Collection entries:
+ + + +
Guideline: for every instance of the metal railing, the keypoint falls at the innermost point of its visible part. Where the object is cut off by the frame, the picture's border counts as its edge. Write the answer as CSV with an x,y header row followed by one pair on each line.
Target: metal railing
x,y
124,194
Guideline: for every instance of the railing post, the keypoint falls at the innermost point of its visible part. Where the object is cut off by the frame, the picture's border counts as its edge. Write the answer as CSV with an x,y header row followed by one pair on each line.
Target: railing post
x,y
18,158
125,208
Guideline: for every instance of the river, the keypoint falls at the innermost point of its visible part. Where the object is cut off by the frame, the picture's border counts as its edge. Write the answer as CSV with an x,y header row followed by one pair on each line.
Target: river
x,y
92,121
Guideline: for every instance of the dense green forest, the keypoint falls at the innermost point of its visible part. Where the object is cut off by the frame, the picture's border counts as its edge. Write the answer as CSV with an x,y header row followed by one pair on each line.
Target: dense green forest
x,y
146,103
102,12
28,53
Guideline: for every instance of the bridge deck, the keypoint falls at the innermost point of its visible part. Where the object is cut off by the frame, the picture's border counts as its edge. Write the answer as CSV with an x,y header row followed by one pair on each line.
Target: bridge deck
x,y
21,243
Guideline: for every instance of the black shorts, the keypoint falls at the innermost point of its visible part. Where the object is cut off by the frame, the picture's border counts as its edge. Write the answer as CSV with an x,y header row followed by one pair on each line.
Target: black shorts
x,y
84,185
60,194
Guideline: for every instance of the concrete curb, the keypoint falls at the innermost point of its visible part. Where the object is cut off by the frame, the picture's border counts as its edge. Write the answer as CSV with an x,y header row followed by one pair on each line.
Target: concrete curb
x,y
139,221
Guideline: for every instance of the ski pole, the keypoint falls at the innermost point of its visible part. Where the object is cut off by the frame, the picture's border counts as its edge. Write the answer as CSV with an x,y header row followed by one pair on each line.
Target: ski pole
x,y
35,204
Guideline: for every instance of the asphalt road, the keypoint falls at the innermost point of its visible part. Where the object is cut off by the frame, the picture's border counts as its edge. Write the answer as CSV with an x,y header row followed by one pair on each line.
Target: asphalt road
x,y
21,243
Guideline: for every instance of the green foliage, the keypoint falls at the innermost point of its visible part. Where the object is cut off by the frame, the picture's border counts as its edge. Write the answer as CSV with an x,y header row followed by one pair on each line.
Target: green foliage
+ + + +
* [TASK TO COMPLETE]:
Begin with the line that contains "Guideline: for every instance of the green" and print each line exactly until the data ends, including the last line.

* [SOLUTION TO THE PROBLEM]:
Guideline: for every instance of the green foliage, the keypoint falls at the innermost point of its visible part. Where the object is cut off by the frame, the picture's border counts as its edge. Write the answer as CSV with an x,y header row followed by one pair on each line.
Target: green foliage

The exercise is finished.